What you have to do - The listing below holds a line with "229, row 306." and a line with "460, row 315.". Reproduce those two lines exactly, plus everything between them.

┌────────

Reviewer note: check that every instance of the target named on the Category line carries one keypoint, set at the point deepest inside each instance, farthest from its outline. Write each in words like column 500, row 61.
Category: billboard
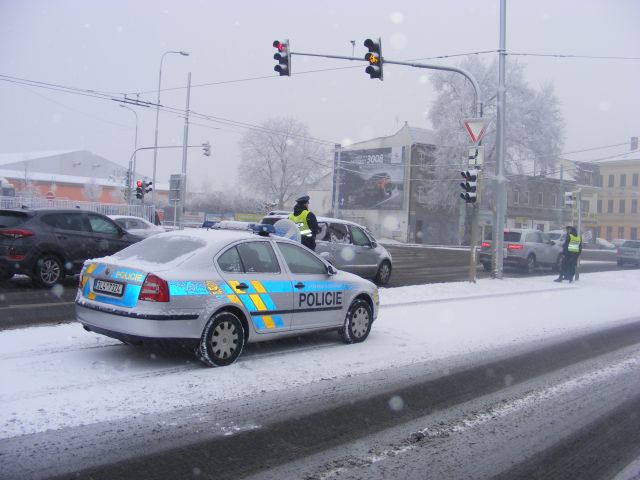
column 371, row 179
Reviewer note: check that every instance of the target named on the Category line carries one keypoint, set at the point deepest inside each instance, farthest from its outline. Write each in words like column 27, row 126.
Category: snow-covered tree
column 280, row 161
column 533, row 133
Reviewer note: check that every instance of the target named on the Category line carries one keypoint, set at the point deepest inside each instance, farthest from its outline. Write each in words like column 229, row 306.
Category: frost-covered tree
column 281, row 160
column 533, row 135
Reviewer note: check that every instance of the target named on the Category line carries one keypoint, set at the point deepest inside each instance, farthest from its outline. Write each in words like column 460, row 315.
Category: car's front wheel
column 384, row 273
column 48, row 271
column 222, row 340
column 357, row 323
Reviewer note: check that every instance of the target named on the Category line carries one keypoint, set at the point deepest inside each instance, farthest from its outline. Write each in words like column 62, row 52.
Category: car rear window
column 161, row 249
column 12, row 219
column 631, row 244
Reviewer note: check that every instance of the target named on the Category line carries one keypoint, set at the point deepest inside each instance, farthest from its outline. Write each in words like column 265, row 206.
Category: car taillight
column 154, row 289
column 16, row 233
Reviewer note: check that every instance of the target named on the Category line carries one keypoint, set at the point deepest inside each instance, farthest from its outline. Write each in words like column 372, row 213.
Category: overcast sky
column 115, row 46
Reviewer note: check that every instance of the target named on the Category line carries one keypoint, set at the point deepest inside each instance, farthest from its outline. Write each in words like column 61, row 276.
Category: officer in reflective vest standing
column 571, row 249
column 306, row 222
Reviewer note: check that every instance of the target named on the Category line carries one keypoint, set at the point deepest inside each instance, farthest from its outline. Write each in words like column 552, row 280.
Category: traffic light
column 470, row 185
column 374, row 57
column 206, row 149
column 569, row 198
column 283, row 55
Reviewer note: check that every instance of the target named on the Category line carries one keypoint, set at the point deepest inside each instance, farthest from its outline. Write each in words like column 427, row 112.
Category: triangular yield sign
column 476, row 128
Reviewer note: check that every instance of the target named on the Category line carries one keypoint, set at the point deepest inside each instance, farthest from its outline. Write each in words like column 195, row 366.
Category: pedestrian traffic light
column 569, row 198
column 283, row 55
column 206, row 148
column 374, row 57
column 470, row 185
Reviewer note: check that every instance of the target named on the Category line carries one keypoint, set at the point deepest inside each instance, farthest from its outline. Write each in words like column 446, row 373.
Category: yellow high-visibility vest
column 574, row 243
column 301, row 222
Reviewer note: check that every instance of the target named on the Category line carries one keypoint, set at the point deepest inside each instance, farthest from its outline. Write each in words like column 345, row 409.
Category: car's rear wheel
column 222, row 340
column 530, row 266
column 357, row 323
column 5, row 275
column 48, row 271
column 384, row 273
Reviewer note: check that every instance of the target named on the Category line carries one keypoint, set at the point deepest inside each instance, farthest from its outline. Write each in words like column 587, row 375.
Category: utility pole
column 500, row 196
column 183, row 185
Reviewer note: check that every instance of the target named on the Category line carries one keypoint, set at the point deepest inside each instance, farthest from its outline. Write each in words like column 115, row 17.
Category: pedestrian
column 571, row 250
column 306, row 222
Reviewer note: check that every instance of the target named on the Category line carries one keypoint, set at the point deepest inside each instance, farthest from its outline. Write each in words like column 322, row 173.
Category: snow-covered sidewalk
column 59, row 376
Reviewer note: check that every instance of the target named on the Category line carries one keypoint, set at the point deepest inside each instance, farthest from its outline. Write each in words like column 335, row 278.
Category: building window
column 584, row 206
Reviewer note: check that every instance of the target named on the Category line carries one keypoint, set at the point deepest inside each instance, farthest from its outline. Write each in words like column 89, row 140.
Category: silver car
column 136, row 225
column 220, row 289
column 350, row 247
column 629, row 252
column 525, row 249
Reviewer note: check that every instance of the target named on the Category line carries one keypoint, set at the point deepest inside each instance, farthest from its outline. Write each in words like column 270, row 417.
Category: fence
column 144, row 211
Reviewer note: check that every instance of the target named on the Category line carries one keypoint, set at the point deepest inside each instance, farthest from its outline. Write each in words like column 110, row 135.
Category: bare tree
column 281, row 160
column 534, row 127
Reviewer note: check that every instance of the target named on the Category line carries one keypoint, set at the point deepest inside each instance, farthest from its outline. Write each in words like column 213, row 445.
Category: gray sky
column 115, row 46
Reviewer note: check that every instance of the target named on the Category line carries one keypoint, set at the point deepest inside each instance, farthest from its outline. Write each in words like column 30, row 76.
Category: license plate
column 109, row 288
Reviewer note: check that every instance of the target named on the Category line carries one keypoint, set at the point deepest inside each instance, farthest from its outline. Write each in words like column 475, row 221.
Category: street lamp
column 132, row 160
column 155, row 147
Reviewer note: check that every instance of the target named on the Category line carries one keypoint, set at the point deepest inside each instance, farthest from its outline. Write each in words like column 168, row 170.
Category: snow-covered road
column 61, row 376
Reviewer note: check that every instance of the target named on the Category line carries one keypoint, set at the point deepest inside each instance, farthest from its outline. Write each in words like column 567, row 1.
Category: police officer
column 572, row 248
column 306, row 222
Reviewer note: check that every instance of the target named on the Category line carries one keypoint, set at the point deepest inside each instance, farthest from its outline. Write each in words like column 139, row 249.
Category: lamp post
column 132, row 160
column 155, row 148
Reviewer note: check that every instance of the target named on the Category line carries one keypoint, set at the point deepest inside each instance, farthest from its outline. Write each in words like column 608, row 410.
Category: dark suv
column 47, row 244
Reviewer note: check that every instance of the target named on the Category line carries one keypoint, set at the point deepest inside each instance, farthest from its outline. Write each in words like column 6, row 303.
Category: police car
column 219, row 289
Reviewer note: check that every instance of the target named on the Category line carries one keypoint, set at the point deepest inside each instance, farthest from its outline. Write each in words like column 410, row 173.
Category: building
column 76, row 175
column 617, row 204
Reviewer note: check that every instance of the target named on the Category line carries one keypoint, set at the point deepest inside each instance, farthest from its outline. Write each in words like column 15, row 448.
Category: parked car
column 350, row 247
column 137, row 226
column 47, row 244
column 217, row 290
column 525, row 249
column 629, row 252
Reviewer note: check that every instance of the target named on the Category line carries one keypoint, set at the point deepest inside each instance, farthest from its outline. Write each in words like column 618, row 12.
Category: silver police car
column 218, row 290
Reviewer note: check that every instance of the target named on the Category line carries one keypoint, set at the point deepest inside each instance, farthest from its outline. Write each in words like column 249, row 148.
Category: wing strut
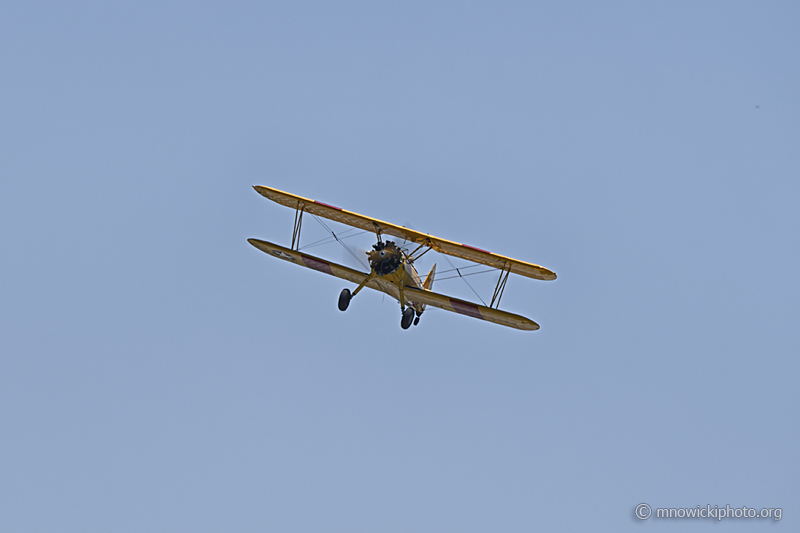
column 500, row 287
column 298, row 223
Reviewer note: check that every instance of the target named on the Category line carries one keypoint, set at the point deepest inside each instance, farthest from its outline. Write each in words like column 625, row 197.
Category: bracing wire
column 465, row 281
column 341, row 236
column 361, row 262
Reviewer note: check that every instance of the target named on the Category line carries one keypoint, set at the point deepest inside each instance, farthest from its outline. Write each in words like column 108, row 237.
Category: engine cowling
column 385, row 258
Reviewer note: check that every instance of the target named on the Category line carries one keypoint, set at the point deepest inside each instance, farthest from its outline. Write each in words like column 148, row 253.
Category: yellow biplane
column 392, row 268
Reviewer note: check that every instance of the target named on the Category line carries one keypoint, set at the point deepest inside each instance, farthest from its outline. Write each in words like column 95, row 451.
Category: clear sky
column 157, row 373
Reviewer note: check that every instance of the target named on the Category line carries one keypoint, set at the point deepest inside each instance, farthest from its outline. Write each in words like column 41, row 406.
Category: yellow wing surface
column 412, row 294
column 444, row 246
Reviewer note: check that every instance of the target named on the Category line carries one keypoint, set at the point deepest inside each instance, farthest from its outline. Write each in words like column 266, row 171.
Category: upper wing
column 412, row 294
column 444, row 246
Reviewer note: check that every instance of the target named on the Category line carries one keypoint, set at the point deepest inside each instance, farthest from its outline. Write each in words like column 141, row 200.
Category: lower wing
column 413, row 294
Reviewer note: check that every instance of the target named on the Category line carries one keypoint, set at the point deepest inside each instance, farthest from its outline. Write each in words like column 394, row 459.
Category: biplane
column 392, row 269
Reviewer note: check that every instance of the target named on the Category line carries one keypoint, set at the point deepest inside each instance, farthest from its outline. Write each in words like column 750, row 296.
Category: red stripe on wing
column 317, row 264
column 328, row 205
column 466, row 308
column 476, row 249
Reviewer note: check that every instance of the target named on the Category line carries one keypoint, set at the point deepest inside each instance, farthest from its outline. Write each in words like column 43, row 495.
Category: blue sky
column 159, row 373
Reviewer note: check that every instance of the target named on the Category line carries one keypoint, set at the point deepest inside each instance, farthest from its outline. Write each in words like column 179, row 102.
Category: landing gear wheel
column 344, row 299
column 408, row 317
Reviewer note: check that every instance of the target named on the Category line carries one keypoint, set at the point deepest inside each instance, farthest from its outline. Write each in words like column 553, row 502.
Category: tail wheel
column 408, row 318
column 344, row 299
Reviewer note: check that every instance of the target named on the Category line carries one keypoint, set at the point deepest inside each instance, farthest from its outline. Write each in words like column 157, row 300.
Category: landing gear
column 344, row 299
column 408, row 317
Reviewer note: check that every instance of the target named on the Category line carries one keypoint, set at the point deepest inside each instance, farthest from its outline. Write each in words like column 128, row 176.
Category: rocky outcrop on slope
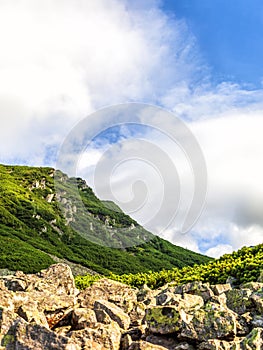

└────────

Written reply -
Reviewer note: check that every instance of the target named on the Category line carries one keypoint, set at the point deepest inside each instance, farthest from its outline. Write each in words like column 229, row 306.
Category: frost-covered tree
column 281, row 160
column 533, row 135
Reviewer note: check that every instance of the target named on the Category line carries one keypoint, set at the point deepest inside each instance, farthest from its outline. Write each in words like column 460, row 315.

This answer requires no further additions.